Set exercise: Transcribe every line of the material below, reproducing each word and character without alteration.

Provided data:
════════

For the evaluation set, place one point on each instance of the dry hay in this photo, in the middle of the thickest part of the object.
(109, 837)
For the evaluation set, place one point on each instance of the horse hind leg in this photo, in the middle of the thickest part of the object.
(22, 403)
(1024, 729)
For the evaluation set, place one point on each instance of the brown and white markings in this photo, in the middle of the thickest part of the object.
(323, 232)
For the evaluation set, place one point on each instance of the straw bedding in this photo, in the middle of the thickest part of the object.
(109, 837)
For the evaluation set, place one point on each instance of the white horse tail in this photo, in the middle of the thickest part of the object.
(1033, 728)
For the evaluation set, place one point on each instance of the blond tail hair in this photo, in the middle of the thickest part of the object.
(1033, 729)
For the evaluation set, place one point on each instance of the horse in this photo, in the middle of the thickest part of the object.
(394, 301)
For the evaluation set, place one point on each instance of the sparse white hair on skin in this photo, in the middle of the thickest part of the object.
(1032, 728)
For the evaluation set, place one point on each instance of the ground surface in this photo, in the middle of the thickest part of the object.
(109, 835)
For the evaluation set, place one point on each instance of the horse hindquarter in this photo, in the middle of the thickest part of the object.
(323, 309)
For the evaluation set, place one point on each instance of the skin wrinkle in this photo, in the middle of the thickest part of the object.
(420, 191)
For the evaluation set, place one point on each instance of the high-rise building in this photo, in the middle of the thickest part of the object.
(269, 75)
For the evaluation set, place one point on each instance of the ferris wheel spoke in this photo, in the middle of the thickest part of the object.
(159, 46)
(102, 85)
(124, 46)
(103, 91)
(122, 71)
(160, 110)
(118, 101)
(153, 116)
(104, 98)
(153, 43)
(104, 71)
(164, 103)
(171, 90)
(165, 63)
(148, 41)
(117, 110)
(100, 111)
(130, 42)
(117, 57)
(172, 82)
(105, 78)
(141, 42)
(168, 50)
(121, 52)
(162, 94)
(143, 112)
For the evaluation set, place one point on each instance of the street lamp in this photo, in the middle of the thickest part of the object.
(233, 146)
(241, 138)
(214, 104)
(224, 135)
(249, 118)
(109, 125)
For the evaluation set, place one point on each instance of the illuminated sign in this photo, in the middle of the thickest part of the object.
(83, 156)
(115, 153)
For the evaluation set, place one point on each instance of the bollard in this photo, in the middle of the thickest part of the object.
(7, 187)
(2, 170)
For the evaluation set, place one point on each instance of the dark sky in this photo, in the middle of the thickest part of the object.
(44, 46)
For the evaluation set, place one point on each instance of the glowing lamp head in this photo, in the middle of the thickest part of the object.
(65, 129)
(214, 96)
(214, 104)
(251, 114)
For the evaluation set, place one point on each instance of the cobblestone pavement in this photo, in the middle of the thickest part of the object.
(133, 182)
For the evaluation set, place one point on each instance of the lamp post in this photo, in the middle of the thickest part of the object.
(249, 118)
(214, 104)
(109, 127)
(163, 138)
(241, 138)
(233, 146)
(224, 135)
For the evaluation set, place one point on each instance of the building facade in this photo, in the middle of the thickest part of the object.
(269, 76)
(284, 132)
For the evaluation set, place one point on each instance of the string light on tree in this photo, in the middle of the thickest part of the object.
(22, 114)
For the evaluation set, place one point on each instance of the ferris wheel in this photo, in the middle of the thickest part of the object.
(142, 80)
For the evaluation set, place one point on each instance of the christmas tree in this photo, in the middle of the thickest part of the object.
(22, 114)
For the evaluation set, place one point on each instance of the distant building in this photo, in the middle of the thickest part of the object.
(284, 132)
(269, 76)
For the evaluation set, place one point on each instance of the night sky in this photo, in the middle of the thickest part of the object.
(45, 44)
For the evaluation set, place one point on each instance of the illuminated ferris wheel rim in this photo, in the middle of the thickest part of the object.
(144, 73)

════════

Solution:
For the evaluation set, place one point on each instance of the dry hay in this photo, in the middle of the thickest part of the object.
(109, 837)
For the evaluation set, place one point on each instance of the horse hind leg in this photo, in the middle of the thickest part of the object.
(22, 403)
(1024, 729)
For the evaluation set, place one point on each instance of the brown and white markings in this photo, in the middle of the thickest part of the object.
(323, 232)
For the evaluation set, place one point on each instance of the straw bedding in this photo, in the middle of the thickest part of the object.
(109, 837)
For the evaluation set, place one point on each instance of the white horse tail in this photo, in the middle of the thickest part of the object.
(1033, 728)
For the evaluation set, place one point on each instance of the blond tail hair in this photo, in the middle of the thickest part of the object.
(1033, 729)
For the evaluation set, place one point on each instance of the horse in this photo, in the middle of the thickest part of the object.
(394, 301)
For the evaluation set, place one point on each instance of the sparse white hair on skin in this photo, in the middle of the thickest part of the object.
(1032, 728)
For the evaluation set, place one point on each instance of the ground surface in this photo, in the middle of the thickest part of the object.
(109, 835)
For the evaluation set, place one point on each instance of the horse hindquarter in this photo, in the middle of the thickest part of the object.
(323, 309)
For the evaluation set, place one point on each instance of the skin wrinkle in this photo, in the middle of the thickest part of the object.
(420, 191)
For the evaluation set, place one point on each instance of the high-rise building in this photo, in the middle of the thickest part of the object.
(269, 75)
For the evaluation set, place one point on each instance of the ferris wheel spoke in this photo, in the middle of the thickest part of the object.
(159, 46)
(102, 85)
(124, 46)
(103, 91)
(122, 71)
(160, 110)
(118, 101)
(153, 116)
(104, 98)
(153, 43)
(104, 71)
(164, 103)
(171, 90)
(165, 63)
(148, 41)
(117, 110)
(100, 111)
(130, 42)
(117, 57)
(172, 82)
(105, 78)
(141, 42)
(168, 50)
(121, 52)
(162, 94)
(143, 112)
For the evaluation set, place one point on each instance of the street lamp in this photo, in the middle of the thickest part of the object.
(233, 146)
(241, 138)
(214, 104)
(224, 135)
(249, 118)
(109, 125)
For the evaluation set, place one point on each instance of the illuminated sign in this photo, in the middle of the thickest part of the object.
(83, 156)
(115, 153)
For the evaluation set, place one point on each instance of the bollard in this photo, in the middle of the thickest part of the object.
(7, 187)
(2, 170)
For the evaluation set, place one point on each instance of the dark sky in this photo, in the middle of the thickest part of the object.
(44, 46)
For the evaluation set, place one point on each instance of the glowing lamp head in this photo, in the middle of the thickest part of the object.
(65, 129)
(214, 96)
(214, 104)
(251, 114)
For the evaluation set, place one point on each instance of the cobblestone pavement in this photo, in the middle of the thickest part of the object.
(133, 182)
For the evaluation set, place one point on each instance of the lamp post in this photo, in the middle of the thickest part of the object.
(249, 118)
(214, 104)
(109, 127)
(163, 138)
(241, 138)
(233, 146)
(224, 135)
For the evaluation set, place one point on each instance of the building facade in this photo, in the middle of the thickest part of the object.
(269, 76)
(284, 132)
For the evaluation set, place one point on each instance of the string light on tree in this photo, in the middle of the thickest part of the object.
(22, 114)
For the evaluation set, place one point on each instance of the ferris wheel in this photo, in the middle of the thickest part of the object.
(142, 80)
For the evaluation set, place one point on each instance of the christmas tree in this photo, in the middle of the thickest part of the object.
(22, 114)
For the evaluation set, place one point on each instance of the distant building in this photo, in the middle of the thickest part of the object.
(284, 132)
(269, 76)
For the evaluation set, place one point on each instance of the night sky in this photo, in the middle of the thickest part of the object.
(45, 44)
For the evaluation set, place one point on each instance of the illuminated ferris wheel rim in this photo, in the middle of the thickest part of the object.
(144, 73)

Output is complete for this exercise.